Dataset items
+ + + +
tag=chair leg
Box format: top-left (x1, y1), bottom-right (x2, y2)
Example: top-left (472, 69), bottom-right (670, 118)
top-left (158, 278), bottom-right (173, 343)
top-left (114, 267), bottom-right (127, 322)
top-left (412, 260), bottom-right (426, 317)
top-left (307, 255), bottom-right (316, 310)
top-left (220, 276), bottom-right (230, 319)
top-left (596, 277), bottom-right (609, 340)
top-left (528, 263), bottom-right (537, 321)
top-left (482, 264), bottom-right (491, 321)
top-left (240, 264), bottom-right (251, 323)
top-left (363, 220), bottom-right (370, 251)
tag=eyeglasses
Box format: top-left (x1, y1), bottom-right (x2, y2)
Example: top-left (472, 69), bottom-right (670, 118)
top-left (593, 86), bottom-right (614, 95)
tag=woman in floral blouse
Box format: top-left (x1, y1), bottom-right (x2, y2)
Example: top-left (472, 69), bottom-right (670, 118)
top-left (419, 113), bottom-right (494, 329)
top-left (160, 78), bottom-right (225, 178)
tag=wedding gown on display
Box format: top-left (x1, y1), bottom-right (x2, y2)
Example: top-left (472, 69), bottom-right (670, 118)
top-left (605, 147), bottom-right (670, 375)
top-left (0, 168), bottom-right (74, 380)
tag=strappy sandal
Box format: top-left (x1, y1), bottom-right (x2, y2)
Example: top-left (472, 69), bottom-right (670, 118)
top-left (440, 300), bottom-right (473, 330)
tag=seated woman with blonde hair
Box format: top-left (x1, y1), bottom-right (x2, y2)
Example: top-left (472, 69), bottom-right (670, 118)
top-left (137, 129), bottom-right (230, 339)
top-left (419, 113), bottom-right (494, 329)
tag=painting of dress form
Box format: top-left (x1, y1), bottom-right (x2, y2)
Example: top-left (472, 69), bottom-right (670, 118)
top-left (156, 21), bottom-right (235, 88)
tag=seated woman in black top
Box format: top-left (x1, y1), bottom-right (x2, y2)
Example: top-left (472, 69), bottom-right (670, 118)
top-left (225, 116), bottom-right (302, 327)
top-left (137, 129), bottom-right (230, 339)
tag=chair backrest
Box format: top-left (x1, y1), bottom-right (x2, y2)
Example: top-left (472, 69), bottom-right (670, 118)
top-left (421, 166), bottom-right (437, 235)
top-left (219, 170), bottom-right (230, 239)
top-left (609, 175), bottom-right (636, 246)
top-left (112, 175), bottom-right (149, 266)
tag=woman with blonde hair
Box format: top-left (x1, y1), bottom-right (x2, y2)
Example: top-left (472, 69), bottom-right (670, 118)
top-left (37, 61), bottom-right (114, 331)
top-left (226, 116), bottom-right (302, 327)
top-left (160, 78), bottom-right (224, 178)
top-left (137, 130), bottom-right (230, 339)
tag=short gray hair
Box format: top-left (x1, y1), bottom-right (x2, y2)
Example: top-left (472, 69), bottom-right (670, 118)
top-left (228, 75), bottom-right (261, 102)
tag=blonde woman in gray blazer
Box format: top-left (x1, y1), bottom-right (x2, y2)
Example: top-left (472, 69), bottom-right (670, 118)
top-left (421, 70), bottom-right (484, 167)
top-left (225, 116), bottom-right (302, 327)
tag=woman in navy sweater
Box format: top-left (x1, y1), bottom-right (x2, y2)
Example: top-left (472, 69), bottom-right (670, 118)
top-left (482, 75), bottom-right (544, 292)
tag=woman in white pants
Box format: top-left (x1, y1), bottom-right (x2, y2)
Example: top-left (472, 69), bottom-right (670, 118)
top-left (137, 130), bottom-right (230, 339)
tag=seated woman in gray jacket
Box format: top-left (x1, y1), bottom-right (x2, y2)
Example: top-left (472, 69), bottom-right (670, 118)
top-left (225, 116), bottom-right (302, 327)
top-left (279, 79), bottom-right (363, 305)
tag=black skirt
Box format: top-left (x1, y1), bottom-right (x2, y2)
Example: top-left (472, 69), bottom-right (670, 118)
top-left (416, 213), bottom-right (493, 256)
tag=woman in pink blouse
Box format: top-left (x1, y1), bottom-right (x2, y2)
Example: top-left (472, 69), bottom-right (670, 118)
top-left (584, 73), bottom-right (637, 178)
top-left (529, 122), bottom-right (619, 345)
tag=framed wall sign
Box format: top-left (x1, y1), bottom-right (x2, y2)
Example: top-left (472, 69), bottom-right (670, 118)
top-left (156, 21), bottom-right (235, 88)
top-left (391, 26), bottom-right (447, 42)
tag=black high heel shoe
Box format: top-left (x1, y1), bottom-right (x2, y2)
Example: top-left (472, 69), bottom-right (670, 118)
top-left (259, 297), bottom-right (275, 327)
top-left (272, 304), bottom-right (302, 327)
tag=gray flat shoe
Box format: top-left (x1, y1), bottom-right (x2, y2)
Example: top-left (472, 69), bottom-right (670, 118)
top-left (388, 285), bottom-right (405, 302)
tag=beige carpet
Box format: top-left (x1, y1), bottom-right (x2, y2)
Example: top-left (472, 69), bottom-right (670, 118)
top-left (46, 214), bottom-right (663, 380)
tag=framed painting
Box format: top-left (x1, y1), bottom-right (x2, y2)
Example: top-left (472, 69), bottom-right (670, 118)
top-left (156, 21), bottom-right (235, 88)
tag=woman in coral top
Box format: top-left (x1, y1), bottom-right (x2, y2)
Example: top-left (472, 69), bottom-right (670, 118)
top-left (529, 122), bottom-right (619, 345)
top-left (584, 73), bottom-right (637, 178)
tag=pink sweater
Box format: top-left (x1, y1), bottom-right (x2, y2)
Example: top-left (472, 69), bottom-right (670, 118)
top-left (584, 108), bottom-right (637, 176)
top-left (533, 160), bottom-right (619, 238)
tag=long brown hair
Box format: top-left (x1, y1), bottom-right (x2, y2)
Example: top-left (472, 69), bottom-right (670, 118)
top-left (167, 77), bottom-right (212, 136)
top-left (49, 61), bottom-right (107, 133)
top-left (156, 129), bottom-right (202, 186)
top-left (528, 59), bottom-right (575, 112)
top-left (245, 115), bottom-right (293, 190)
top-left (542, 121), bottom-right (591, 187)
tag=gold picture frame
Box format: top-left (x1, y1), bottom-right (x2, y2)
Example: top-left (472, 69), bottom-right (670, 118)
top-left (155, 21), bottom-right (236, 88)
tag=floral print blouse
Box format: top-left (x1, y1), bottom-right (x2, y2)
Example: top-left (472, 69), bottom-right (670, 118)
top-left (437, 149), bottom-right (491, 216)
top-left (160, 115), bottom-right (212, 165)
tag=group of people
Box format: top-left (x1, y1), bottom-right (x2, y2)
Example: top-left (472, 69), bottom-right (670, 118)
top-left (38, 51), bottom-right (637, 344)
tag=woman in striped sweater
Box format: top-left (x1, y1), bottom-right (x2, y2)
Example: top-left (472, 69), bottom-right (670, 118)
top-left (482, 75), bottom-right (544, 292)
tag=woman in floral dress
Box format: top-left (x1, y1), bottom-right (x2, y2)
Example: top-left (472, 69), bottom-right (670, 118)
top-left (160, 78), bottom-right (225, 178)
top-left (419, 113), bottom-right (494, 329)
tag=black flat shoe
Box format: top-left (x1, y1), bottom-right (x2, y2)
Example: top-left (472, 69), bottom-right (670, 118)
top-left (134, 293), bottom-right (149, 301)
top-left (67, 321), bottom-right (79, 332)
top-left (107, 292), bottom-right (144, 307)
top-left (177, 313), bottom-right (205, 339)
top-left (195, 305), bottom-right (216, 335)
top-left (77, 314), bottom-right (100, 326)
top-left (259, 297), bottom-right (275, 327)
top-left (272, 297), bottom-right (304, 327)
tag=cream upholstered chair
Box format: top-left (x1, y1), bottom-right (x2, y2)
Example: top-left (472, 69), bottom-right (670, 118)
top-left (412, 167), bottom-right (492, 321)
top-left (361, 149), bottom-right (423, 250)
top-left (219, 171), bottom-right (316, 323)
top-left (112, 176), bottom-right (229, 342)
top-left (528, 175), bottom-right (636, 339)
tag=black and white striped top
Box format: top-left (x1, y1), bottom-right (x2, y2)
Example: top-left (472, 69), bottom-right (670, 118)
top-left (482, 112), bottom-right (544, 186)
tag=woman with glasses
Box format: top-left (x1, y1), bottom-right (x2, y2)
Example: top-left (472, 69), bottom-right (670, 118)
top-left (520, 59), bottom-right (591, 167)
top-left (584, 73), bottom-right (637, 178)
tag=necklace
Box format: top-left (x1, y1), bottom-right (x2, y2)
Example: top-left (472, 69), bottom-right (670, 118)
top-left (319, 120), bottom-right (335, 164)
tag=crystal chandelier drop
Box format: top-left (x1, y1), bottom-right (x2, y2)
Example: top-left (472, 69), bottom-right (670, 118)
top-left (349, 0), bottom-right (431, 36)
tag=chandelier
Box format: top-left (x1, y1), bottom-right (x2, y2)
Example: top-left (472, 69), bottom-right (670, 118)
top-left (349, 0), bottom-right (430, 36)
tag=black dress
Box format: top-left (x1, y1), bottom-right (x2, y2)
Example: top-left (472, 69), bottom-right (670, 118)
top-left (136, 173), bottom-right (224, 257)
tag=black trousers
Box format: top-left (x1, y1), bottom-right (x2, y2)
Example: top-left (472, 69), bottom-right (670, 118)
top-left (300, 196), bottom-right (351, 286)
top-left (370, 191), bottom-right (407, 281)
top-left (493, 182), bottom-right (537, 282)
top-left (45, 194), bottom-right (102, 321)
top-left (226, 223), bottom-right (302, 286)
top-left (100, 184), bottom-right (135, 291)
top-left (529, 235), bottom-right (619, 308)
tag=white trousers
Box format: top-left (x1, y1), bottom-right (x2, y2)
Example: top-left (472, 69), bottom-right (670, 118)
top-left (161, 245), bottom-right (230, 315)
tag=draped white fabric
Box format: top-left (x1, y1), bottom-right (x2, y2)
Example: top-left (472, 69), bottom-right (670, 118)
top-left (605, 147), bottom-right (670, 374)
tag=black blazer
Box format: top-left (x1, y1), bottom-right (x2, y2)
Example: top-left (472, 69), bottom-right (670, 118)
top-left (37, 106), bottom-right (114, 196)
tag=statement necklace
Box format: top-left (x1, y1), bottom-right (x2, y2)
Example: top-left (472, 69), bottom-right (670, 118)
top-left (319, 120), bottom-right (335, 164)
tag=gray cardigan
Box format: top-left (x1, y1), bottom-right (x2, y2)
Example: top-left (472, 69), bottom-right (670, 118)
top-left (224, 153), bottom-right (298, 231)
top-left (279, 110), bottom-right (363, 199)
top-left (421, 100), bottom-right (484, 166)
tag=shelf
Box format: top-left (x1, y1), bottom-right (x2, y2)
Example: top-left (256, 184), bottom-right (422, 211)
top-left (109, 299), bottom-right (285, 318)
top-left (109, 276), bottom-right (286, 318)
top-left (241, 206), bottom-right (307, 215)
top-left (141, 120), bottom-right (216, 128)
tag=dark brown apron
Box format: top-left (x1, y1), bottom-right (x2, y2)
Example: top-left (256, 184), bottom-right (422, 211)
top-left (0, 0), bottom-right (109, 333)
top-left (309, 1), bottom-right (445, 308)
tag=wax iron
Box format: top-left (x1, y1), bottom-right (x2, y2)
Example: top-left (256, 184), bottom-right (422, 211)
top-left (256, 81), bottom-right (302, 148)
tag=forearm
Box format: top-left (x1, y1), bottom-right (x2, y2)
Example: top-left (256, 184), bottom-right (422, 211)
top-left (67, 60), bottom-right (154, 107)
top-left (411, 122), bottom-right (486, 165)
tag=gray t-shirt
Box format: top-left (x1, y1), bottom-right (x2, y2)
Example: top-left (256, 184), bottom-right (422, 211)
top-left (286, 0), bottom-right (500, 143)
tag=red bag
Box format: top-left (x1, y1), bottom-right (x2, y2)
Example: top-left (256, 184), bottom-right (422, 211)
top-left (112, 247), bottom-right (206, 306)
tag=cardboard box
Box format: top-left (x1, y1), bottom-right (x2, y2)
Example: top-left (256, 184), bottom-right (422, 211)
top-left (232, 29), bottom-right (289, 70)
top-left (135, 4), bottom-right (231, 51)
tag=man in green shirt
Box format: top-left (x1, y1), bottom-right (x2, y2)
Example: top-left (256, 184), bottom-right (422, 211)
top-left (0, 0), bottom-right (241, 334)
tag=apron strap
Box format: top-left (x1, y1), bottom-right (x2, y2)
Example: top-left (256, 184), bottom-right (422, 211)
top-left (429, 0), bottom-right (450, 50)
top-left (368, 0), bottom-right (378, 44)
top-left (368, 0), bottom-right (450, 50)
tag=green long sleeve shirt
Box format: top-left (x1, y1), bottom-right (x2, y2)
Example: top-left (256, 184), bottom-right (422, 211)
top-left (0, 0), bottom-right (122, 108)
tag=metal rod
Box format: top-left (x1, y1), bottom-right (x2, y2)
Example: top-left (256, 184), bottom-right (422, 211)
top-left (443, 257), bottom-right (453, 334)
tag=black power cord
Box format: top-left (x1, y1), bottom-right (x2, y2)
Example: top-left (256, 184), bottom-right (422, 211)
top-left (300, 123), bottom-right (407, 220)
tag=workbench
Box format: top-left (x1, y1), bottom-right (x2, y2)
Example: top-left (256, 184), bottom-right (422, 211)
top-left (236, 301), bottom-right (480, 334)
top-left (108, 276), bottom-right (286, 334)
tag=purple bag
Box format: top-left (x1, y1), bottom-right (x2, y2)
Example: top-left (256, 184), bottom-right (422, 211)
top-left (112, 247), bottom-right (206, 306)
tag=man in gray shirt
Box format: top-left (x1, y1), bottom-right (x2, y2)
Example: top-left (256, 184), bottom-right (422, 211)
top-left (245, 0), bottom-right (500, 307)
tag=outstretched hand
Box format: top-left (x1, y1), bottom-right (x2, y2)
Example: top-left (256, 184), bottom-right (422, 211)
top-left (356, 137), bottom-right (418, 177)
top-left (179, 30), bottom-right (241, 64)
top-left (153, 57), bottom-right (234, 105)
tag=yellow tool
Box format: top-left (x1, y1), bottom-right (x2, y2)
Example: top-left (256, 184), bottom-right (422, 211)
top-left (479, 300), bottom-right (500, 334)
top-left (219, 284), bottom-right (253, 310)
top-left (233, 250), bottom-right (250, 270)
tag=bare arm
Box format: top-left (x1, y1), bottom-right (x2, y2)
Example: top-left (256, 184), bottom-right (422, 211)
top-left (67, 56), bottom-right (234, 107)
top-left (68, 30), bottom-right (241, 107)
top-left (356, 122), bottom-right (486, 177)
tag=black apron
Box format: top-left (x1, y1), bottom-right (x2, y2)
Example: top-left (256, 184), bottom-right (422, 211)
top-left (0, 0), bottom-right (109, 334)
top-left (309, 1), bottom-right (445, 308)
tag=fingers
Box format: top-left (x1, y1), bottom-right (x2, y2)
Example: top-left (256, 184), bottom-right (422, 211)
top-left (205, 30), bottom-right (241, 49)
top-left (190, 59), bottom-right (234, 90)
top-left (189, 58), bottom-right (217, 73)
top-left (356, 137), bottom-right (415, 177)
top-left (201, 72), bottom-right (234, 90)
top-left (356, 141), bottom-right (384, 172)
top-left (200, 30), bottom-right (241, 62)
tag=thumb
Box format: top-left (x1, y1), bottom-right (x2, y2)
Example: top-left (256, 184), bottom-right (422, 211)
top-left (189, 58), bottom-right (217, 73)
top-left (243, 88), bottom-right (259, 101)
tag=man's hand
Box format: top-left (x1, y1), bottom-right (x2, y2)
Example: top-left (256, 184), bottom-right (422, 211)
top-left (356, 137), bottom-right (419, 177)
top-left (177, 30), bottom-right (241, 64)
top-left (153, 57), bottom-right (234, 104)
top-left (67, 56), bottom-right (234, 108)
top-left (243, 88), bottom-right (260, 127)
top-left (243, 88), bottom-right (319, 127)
+ + + +
**What to produce**
Rewrite the lines beginning with the line with "tag=yellow tool" and going on through the line with "top-left (243, 88), bottom-right (259, 101)", putting "dark apron" in place of "black apron" and changing nothing else.

**Exercise response**
tag=yellow tool
Box format: top-left (x1, y1), bottom-right (x2, y2)
Example: top-left (256, 184), bottom-right (422, 211)
top-left (479, 300), bottom-right (500, 334)
top-left (219, 284), bottom-right (253, 310)
top-left (233, 250), bottom-right (250, 270)
tag=bare arm
Box format: top-left (x1, y1), bottom-right (x2, y2)
Example: top-left (256, 184), bottom-right (422, 211)
top-left (67, 56), bottom-right (234, 107)
top-left (68, 30), bottom-right (241, 107)
top-left (356, 122), bottom-right (486, 177)
tag=dark apron
Box format: top-left (x1, y1), bottom-right (x2, y2)
Example: top-left (256, 184), bottom-right (422, 211)
top-left (0, 0), bottom-right (109, 334)
top-left (309, 1), bottom-right (445, 308)
tag=fingers
Box format: top-left (x1, y1), bottom-right (x2, y2)
Example: top-left (256, 184), bottom-right (422, 211)
top-left (205, 30), bottom-right (241, 49)
top-left (190, 59), bottom-right (234, 90)
top-left (189, 58), bottom-right (217, 73)
top-left (356, 137), bottom-right (415, 177)
top-left (201, 72), bottom-right (234, 90)
top-left (356, 141), bottom-right (384, 172)
top-left (200, 30), bottom-right (241, 62)
tag=thumb
Box format: top-left (x1, y1), bottom-right (x2, y2)
Example: top-left (256, 184), bottom-right (422, 211)
top-left (189, 58), bottom-right (217, 73)
top-left (243, 88), bottom-right (259, 101)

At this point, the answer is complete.